● EXERCISE GOAL
Copy out the records that appear below, exactly as each one reads.

● EXERCISE DATA

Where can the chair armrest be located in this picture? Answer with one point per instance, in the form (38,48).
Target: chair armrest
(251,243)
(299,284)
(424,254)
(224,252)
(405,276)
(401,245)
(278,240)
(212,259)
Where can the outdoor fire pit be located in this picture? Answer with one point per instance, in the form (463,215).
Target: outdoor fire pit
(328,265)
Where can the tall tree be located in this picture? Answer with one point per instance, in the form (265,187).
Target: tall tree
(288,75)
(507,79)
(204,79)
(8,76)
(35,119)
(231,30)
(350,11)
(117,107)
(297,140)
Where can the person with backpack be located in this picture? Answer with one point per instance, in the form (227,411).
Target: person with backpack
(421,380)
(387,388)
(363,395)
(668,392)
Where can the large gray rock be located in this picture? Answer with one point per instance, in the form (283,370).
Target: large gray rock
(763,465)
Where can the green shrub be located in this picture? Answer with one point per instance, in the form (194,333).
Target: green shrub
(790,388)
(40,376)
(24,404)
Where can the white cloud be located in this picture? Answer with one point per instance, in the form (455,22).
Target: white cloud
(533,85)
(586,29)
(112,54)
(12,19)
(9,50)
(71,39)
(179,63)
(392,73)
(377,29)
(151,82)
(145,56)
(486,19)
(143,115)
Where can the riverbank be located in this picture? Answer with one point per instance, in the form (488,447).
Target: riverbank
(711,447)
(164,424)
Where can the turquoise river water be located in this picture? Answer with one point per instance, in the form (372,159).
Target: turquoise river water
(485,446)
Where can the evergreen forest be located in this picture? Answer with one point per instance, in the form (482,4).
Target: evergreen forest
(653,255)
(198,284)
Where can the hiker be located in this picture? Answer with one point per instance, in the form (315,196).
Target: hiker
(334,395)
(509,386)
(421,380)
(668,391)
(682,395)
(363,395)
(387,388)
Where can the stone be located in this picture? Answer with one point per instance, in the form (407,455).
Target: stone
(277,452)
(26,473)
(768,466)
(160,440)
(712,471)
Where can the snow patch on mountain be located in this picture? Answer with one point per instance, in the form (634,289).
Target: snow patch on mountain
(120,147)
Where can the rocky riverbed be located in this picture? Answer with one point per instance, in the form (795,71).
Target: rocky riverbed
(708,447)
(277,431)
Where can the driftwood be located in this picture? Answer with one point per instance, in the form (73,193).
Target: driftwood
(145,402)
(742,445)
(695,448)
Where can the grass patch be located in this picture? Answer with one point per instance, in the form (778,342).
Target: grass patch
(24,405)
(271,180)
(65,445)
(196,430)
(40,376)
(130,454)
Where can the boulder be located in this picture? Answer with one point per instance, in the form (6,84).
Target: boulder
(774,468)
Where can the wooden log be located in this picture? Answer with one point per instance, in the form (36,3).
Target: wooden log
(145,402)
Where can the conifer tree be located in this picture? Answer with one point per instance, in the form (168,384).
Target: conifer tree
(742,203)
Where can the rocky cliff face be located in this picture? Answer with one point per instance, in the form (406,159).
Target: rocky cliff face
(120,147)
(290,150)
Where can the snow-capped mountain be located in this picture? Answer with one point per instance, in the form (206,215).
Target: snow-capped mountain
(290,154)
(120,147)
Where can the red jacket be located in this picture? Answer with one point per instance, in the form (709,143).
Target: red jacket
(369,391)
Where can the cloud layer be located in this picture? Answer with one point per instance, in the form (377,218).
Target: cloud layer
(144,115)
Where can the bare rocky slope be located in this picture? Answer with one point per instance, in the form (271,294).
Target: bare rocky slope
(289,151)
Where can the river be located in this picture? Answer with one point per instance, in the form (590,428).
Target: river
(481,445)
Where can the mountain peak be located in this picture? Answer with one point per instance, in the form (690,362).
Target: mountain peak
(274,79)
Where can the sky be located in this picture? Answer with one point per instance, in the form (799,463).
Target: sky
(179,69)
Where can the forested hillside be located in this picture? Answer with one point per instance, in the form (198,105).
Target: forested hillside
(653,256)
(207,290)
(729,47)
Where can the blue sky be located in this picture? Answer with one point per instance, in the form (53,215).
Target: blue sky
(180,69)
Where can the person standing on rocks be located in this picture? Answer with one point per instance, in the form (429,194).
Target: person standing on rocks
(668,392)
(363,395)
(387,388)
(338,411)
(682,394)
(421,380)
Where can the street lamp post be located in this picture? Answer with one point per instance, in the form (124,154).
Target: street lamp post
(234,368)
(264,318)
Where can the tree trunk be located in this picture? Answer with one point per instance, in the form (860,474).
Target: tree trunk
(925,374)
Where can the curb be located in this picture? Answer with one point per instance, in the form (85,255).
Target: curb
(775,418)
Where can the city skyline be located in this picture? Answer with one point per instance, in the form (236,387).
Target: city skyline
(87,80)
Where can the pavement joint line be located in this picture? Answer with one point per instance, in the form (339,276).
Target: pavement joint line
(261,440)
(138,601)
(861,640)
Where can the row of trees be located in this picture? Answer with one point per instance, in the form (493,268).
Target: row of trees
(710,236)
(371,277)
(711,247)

● ANSWER SPACE
Where can the chair armrest be located in this picture? Answer with one point per instance, in the form (38,48).
Target: chair armrest
(251,243)
(299,284)
(424,254)
(224,252)
(405,276)
(401,245)
(278,240)
(212,259)
Where can the outdoor fire pit be located in this picture? Answer with one point per instance, in the form (463,215).
Target: outdoor fire pit
(328,265)
Where can the tall tree be located in this picture? Answer with one point per instance, in the form (265,187).
Target: tall tree
(288,75)
(507,79)
(204,79)
(8,76)
(35,119)
(231,30)
(350,11)
(117,107)
(297,140)
Where can the person with backpack be located in this picture? Answer with one point per instance, in the form (227,411).
Target: person with backpack
(421,380)
(387,388)
(363,395)
(668,392)
Where can the large gray rock be located in this picture? Answer with one point per instance, in the form (283,370).
Target: large gray rock
(763,465)
Where can the green shrub be located in this picture? Answer with one point per instance, in the form (194,333).
Target: green shrub
(790,388)
(40,376)
(24,404)
Where can the white cloud be located in this picture? Answer with one point per instance, in the form (455,22).
Target: white cloud
(533,85)
(586,29)
(112,54)
(12,19)
(9,50)
(71,39)
(179,63)
(392,73)
(377,29)
(151,82)
(145,56)
(486,19)
(143,115)
Where can the riverbank be located in this picture? Answer with one point per instance, in the form (488,447).
Target: riverbank
(711,447)
(164,424)
Where can the turquoise river water be located in this picture? Answer with one point per instance, in the form (372,159).
Target: turquoise river water
(485,446)
Where can the evergreen forest be located in this picture? Answer with one point per instance, in the form (482,4).
Target: evergreen forest
(653,255)
(198,284)
Where can the hiker be located in this picture? Answer with one point per instance, in the form (315,196).
Target: hiker
(334,395)
(509,386)
(421,380)
(668,391)
(682,395)
(363,395)
(387,388)
Where can the stone be located in this picture? Answer with one point per instance, in the form (407,455).
Target: stone
(277,452)
(26,473)
(768,466)
(160,440)
(712,471)
Where can the snow patch on mountain be located in this picture? Answer with one point per instance, in the form (634,289).
Target: snow patch on mountain
(120,147)
Where can the rocky riverbed be located in this picture? Answer with one point per instance, in the form (795,71).
Target: rocky riverbed
(708,447)
(277,431)
Where can the driftwood be located in this picture? Answer with one point per instance, in the form (73,193).
Target: driftwood
(145,402)
(742,445)
(695,448)
Where can the grass patch be located in this picture? Answer with one point per instance, in the form (778,342).
Target: grass patch
(24,405)
(271,180)
(65,445)
(196,430)
(40,376)
(130,454)
Where can the boulder be located in this picture? Answer with one point per instance, in the form (6,84).
Target: boulder
(774,468)
Where can the wooden log be located in this picture? Answer with one point per instance, in the form (36,3).
Target: wooden log
(145,402)
Where can the conifer tree be located in this picture? Answer with one point per instance, in the form (168,384).
Target: conifer tree
(742,203)
Where can the rocky cliff face be located in this picture? Answer with one point per instance, in the form (406,159).
Target: rocky cliff face
(120,147)
(290,150)
Where can the snow-capped mountain be located in this picture? Answer with one point per instance, in the form (206,215).
Target: snow-capped mountain
(290,154)
(120,147)
Where can the red jacket be located in this picture? Answer with one point per instance, in the form (709,143).
Target: red jacket
(369,391)
Where can the cloud layer be located in this picture? Answer with one point per instance, in the form (377,218).
Target: cloud layer
(144,115)
Where can the bare rocky slope be located in this picture? Answer with one point per instance, in the form (271,294).
Target: bare rocky slope
(289,151)
Where can the river be located in this picture? Answer with one point per instance, in the form (590,428).
Target: river
(481,445)
Where can the mountain peak be located in this picture? Answer with one point per instance, in the form (690,362).
Target: mountain peak
(274,79)
Where can the sky be located in this picture? Answer with one point per instance, in the form (799,463).
Target: sky
(179,69)
Where can the forested hillside be located in this picture? Answer with one point per instance, in the form (198,105).
Target: forested hillside
(653,256)
(207,290)
(729,47)
Where can the blue sky be located in this picture? Answer with one point per instance, in the form (53,215).
Target: blue sky
(180,69)
Where can the person standing on rocks be located in this picture? Answer with one point per instance, in the form (429,194).
Target: person standing on rocks
(668,392)
(363,395)
(387,388)
(338,411)
(682,394)
(421,380)
Where can the street lamp post be located in this picture? Answer with one point per instance, in the form (124,154).
Target: street lamp post
(234,368)
(264,318)
Where can the tree trunk be located in this picture? Answer with one point per instance, in the form (860,474).
Target: tree trunk
(925,374)
Where can the curb be located in this picture? Answer with one point per instance, in the form (85,255).
Target: curb
(775,418)
Where can the city skyline be located in this picture? Answer with one point per instance, in the form (236,387).
Target: city skyline
(87,80)
Where can the pavement joint line be located in this picture? Answer with one point per instance, in the form (339,276).
Target: pavement joint line
(261,440)
(138,601)
(861,640)
Where can the row of trees be located in this picture? Answer with one point per instance, in the form (493,268).
Target: row of trees
(710,236)
(371,277)
(711,247)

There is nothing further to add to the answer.